**TEXTE FOURNI:**

/---

# Installation Windows



## syl9 (29 Janvier 2017)

Bonjour,

Je n'arrive pas a installer Windows via Boot Camp sur mon MacBook Pro 2016 sous Sierra 10.12, après plusieurs essais je bute toujours au même endroit..
Voici comment je procède :
- Lancement de Boot Camp, je sélectionne l'espace pour la partition Windows et l'ISO de windows téléchargé sur le site de Microsoft.
- Boot Camp telecharge le logiciel pour windows (très long d'ailleurs, environ 2h) puis le Mac redémarre pour installer Windows.
- Ensuite je tombe sur le menu suivant ou l'on voit bien la partition Bootcamp, seulement je ne peux pas installer windows dessus (cf message : Nous n'avons pas pu créer de partition, ni localiser une partition déjà existante. Pour plus d'informations, voir les fichiers journaux d'installation)






- Lorsque j'essaye de Formater cette partition, La partition se renomme donc en "vide" mais le message persiste, toujours impossible d'installer windows dessus :





Voici ce que me dis l'utilitaire de disque :





Si je supprime la partition lors crée par Boot Camp, celle-ci passe en espace non alloué:





Je peux cliquer sur suivant et l'installation de windows démarre pendant quelques secondes...





Puis plante avec le message suivant :





A partir de ce moment là, je suis planté, Boot Camp ne veut plus reformer le disque en une seule partition, je suis obligé d'effacer tout le disque et de réinstaller le mac avec Time Machine..





Si je relance la partition de Windows, je vois que beaucoup de partition ont été crée, cependant je ne peux toujours pas installer windows...










Savez vous d'où vient le problème ?

Merci


----------



## Deleted member 1099514 (29 Janvier 2017)

Salut

Que te renvoient depuis le terminal (Applications/Utilitaires/Terminal) les commandes :
*diskutil list
diskutil cs list
diskutil info disk0s1*


----------



## syl9 (29 Janvier 2017)

jeanjd63 a dit:


> Salut
> 
> Que te renvoient depuis le terminal (Applications/Utilitaires/Terminal) les commandes :
> *diskutil list
> ...



Pour l'instant j'ai reformater le Disque du Mac et réinstaller Sierra en attendant d'avoir la solution...

\---

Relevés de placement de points
/---

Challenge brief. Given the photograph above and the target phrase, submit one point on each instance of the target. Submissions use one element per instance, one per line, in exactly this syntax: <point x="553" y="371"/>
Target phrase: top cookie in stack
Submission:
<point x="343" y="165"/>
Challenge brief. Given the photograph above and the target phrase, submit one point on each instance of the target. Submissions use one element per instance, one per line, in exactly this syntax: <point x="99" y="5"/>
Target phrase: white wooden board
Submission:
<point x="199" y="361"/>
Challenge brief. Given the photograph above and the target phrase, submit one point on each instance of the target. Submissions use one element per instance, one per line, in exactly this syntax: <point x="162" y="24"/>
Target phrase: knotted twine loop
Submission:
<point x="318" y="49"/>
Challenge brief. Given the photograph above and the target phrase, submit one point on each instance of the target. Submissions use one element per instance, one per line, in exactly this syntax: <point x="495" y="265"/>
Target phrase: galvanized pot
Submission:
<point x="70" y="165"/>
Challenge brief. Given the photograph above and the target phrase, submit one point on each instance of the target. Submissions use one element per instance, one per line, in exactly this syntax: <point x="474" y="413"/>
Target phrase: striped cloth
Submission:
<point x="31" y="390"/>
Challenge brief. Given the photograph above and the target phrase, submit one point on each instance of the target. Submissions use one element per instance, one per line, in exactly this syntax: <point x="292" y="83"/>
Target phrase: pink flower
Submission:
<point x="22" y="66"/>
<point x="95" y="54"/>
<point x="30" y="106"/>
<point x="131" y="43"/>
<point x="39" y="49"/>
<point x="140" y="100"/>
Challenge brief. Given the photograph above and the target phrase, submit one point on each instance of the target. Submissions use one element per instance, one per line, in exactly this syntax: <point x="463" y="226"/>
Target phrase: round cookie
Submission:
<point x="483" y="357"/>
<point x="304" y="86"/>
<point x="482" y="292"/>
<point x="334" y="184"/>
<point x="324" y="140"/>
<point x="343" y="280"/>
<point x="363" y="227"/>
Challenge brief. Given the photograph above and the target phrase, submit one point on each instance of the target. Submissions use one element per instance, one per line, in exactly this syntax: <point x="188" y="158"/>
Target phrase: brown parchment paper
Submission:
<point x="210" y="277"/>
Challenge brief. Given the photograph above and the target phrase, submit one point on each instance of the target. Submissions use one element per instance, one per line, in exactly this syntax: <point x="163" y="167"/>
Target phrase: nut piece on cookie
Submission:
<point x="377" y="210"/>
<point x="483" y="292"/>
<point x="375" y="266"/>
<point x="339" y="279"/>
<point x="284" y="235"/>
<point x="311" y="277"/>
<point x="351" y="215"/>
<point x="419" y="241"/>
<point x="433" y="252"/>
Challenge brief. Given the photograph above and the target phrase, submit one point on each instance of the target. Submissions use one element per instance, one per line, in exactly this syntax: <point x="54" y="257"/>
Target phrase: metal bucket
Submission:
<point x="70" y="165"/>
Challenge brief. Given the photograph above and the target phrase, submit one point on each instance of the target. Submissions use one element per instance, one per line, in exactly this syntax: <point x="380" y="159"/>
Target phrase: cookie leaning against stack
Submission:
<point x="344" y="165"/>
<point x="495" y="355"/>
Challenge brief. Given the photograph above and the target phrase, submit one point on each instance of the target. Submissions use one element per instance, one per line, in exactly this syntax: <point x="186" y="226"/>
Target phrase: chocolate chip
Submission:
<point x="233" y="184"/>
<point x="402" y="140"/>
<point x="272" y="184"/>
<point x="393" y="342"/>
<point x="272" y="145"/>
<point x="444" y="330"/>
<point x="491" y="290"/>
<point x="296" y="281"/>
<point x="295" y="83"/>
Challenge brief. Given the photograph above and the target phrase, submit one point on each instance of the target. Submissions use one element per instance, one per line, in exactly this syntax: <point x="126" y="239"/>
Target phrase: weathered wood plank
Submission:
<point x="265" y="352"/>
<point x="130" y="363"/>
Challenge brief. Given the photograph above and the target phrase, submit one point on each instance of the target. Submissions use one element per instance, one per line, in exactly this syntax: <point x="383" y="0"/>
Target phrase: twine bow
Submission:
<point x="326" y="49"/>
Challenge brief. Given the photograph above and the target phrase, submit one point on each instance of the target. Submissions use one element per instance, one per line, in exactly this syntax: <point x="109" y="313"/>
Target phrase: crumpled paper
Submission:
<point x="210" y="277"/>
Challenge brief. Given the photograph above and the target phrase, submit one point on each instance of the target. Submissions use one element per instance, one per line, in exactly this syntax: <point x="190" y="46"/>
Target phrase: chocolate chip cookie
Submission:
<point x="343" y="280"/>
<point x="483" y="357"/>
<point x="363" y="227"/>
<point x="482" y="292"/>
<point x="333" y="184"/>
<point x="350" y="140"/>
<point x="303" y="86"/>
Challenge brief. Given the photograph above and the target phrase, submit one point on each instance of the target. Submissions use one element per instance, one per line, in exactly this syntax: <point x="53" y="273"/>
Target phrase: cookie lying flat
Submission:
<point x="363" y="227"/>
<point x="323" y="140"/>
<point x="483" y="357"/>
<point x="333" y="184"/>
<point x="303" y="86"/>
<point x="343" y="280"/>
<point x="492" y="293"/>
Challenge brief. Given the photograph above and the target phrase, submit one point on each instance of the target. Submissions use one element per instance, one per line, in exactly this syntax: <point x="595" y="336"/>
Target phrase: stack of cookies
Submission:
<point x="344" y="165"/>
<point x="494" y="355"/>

\---

**CONSIGNES DE L'EXERCICE:**
**1.** Selon la discussion sur l'installation de Windows, combien de temps Boot Camp met-il environ à télécharger le logiciel pour Windows ?
**2.** Modifie le passage de la discussion sur l'installation de Windows compris entre "Puis plante avec" et "avec Time Machine..", inclus, en remplaçant "Time Machine" par "une sauvegarde externe".

**LISTE DES RÉPONSES:**
**1.** Environ deux heures.

**2.**
Puis plante avec le message suivant :





A partir de ce moment là, je suis planté, Boot Camp ne veut plus reformer le disque en une seule partition, je suis obligé d'effacer tout le disque et de réinstaller le mac avec une sauvegarde externe..